**Your instructions**
Convert the material from the line containing "Dear assistant, the user would like the stone" through the line containing "Dear assistant, the user would like the man" into a JSON list of strings, one string per line, omitting any blank lines.

**Available data**
━━━━━━━━

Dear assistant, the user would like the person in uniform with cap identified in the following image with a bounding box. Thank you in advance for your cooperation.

━━━━━━━━

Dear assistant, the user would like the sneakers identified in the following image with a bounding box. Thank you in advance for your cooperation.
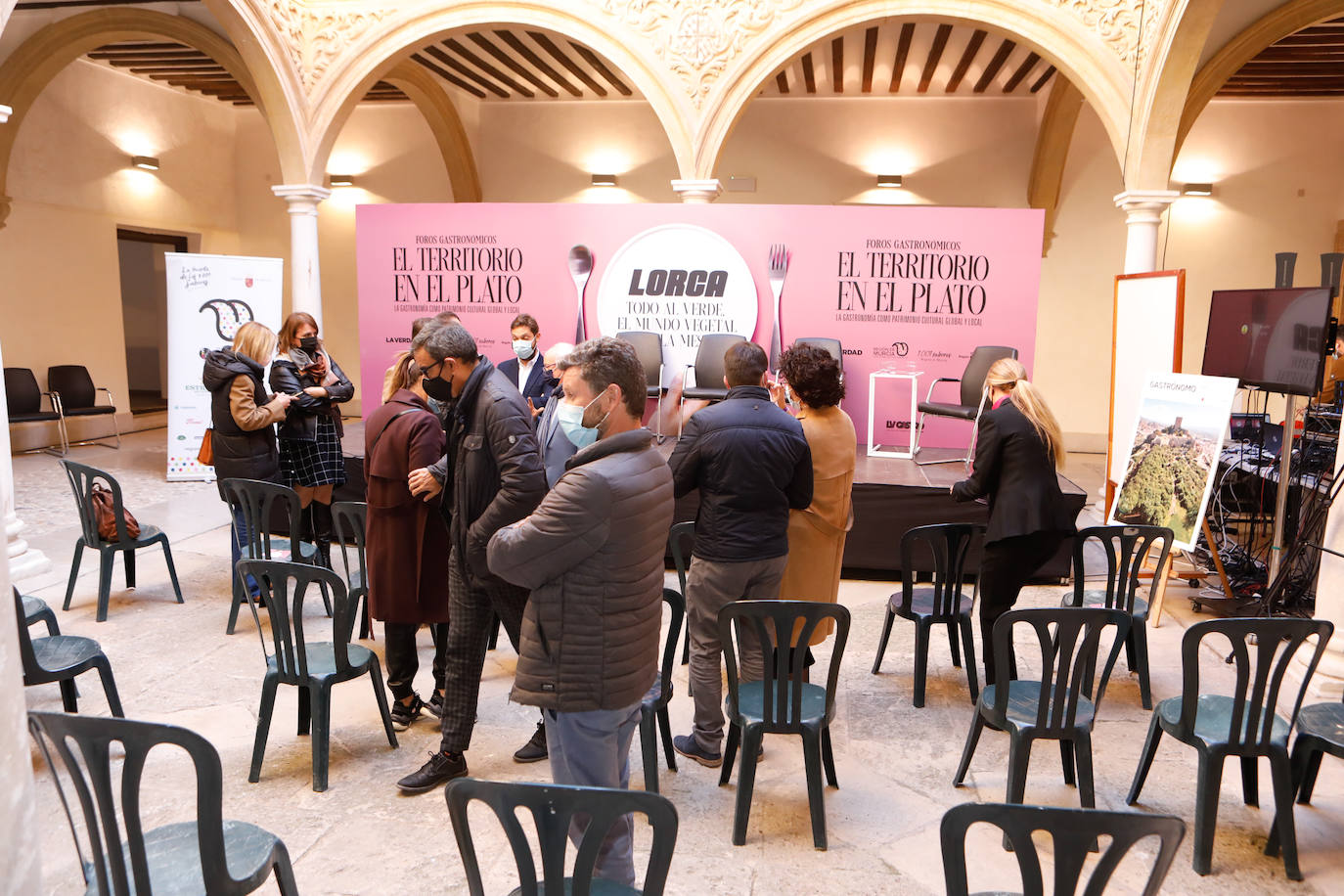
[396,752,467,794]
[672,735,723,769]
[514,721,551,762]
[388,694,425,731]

━━━━━━━━

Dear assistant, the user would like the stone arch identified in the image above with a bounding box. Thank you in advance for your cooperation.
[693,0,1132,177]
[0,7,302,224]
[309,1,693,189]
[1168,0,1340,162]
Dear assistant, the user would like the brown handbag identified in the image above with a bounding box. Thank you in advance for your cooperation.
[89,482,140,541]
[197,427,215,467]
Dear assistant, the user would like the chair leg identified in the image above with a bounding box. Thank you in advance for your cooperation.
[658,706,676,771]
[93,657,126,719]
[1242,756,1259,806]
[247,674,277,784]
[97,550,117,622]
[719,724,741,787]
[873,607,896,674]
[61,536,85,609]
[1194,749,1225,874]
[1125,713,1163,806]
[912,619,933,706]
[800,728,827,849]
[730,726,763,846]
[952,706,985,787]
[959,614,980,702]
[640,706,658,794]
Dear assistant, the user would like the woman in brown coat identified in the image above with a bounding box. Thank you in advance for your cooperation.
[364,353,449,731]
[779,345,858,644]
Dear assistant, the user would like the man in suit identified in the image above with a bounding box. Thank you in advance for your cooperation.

━━━━━━━━

**Right answer**
[
  "Dear assistant, the user would like the stone arch identified in the image above with a bounding box. Thank you in advance for your cooperation.",
  "[693,0,1132,177]",
  "[0,7,302,224]",
  "[309,1,693,189]",
  "[1168,0,1340,162]",
  "Dear assistant, the user would like the brown handbag identified in the image above with a bounding box. Thank you in advance for your cooperation.",
  "[89,482,140,541]",
  "[197,427,215,467]",
  "Dear assistant, the user would like the chair leg identified in the image above with a bounding box. Thank you in advance for your cooperation.",
  "[658,706,676,771]",
  "[93,657,126,719]",
  "[1242,756,1259,806]",
  "[247,674,277,784]",
  "[97,550,117,622]",
  "[719,724,741,787]",
  "[873,607,896,674]",
  "[61,536,85,609]",
  "[1194,749,1225,874]",
  "[1125,713,1163,806]",
  "[912,619,933,706]",
  "[800,728,827,849]",
  "[730,726,763,846]",
  "[952,706,985,787]",
  "[959,614,980,702]",
  "[640,706,658,794]",
  "Dear assistant, the user would like the woman in brown coat identified in the image above with a bounding box. Thank you in advance for your cooperation.",
  "[364,353,449,731]",
  "[779,345,858,644]",
  "Dear assistant, the user would like the man in suit identified in the image above with a bounding box. Thank you in advance for your cooperation."
]